• Cosa si chiede:
[a] Secondo il testo su LinkedIn, quanti sono approssimativamente gli iscritti al social network in Italia?
[b] Trascrivi parola per parola il tratto del testo su LinkedIn che va da "È proprio vero: il" fino a "che viene interpretata.".

LinkedIn è il social network che ormai tutti conosciamo per la sua funzione chiave nel mondo del lavoro. Mentre all’inizio questo social era dedicato soprattutto all’incontro di domanda e offerta per le posizioni di responsabilità, il suo utilizzo si è gradualmente diffuso a tutte le professioni, anche le meno tecniche e specializzate. I numeri relativi all’Italia parlano all’incirca di 16 milioni di iscritti a LinkedIn che, tradotto, vuol dire 16 milioni di profili tra cui navigare (nel mondo, il totale si aggira a circa 600 milioni). Un’opportunità tanto ricca poteva passare inosservata ai sempre vigili hacker? Certamente no. Al punto tale che, in base ai dati aggiornati al primo trimestre del 2022, è proprio il social network più “serio” rispetto agli altri ad essere stato oggetto di attacchi di phishing.
È proprio vero: il tema della sicurezza informatica non risparmia nessuno, nemmeno i social. Il phishing è una delle tante modalità di frode che possono avvenire in rete. In sostanza, si concretizza nel ricevere messaggi di posta elettronica apparentemente innocenti, che invece nascondono intenti malevoli. Modalità veramente insidiosa, dato che è facile per l’utente cadere nella trappola: l’indirizzo del mittente dell’e-mail coincide spesso e volentieri con quello ufficiale del sito o dell’istituzione che viene interpretata.

• Elenco dati:

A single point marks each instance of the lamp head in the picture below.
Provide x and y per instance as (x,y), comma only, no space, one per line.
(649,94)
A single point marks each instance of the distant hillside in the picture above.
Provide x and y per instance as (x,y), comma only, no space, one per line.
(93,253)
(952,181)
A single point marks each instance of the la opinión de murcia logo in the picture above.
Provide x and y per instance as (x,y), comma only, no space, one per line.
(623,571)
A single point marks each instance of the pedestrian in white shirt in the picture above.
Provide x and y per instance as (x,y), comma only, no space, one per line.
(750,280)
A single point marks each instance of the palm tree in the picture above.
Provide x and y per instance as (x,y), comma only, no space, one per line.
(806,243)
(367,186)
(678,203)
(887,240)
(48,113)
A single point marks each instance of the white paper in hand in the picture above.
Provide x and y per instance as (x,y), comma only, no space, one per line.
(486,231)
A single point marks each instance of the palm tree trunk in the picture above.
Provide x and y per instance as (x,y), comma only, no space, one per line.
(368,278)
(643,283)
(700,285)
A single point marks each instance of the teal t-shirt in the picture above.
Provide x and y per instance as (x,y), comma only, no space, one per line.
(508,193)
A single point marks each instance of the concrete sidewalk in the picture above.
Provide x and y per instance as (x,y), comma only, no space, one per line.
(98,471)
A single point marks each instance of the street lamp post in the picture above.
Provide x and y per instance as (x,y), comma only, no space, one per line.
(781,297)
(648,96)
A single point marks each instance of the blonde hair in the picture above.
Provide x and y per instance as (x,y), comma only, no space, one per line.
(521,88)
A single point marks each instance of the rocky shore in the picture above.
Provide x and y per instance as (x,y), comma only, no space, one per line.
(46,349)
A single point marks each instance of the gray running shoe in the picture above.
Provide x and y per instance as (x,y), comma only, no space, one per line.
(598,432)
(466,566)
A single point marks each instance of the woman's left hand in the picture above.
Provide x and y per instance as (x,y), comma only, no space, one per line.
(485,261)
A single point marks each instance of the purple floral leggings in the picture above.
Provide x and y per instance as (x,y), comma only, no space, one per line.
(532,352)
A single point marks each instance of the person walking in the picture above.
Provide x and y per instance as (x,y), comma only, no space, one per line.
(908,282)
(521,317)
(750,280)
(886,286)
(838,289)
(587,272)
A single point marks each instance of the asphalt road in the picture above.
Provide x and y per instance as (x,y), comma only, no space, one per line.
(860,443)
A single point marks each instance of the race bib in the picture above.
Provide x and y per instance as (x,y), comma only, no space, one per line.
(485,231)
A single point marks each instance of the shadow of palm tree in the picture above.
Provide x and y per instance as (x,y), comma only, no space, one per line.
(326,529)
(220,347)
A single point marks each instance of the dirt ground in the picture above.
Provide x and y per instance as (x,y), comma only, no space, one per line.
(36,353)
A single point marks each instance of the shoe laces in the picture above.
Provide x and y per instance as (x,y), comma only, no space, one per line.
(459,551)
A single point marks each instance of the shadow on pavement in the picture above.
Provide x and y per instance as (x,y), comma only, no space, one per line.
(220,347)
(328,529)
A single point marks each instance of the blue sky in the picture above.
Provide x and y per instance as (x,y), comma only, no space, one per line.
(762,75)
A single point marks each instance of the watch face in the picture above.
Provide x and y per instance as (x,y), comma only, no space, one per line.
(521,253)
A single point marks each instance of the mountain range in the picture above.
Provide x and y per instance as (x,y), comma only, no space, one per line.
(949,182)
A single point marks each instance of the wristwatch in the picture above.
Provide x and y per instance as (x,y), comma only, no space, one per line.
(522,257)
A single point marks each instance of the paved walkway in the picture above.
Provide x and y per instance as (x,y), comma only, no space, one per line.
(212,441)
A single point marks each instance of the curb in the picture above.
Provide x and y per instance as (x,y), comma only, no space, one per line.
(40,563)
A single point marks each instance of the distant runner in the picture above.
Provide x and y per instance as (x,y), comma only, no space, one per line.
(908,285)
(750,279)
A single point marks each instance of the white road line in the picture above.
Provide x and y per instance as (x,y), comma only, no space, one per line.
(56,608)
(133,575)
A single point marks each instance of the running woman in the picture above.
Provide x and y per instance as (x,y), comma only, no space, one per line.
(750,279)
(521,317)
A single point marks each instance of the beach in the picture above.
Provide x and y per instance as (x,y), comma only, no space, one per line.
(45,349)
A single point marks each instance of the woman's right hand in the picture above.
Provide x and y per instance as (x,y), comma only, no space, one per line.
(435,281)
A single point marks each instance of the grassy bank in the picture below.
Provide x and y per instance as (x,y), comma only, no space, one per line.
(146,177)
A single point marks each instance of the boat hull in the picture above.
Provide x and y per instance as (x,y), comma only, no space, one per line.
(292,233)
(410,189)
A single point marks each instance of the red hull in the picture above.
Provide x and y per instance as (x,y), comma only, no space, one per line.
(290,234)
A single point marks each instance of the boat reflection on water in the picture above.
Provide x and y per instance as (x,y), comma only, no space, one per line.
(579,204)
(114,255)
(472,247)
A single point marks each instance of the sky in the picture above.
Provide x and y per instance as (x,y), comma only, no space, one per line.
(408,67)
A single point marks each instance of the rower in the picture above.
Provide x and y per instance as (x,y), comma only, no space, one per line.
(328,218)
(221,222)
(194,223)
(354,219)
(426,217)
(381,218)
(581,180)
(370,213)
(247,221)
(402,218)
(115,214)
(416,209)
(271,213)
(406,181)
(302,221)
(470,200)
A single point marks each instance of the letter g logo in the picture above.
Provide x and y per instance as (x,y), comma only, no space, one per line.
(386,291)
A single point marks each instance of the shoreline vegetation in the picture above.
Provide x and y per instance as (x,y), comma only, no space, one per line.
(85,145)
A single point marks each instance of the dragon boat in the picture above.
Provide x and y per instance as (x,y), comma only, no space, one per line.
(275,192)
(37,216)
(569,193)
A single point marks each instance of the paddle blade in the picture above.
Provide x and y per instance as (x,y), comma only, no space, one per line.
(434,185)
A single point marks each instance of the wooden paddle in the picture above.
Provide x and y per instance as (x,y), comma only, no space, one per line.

• Risposte punto per punto:
[a] Circa 16 milioni.

[b]
È proprio vero: il tema della sicurezza informatica non risparmia nessuno, nemmeno i social. Il phishing è una delle tante modalità di frode che possono avvenire in rete. In sostanza, si concretizza nel ricevere messaggi di posta elettronica apparentemente innocenti, che invece nascondono intenti malevoli. Modalità veramente insidiosa, dato che è facile per l’utente cadere nella trappola: l’indirizzo del mittente dell’e-mail coincide spesso e volentieri con quello ufficiale del sito o dell’istituzione che viene interpretata.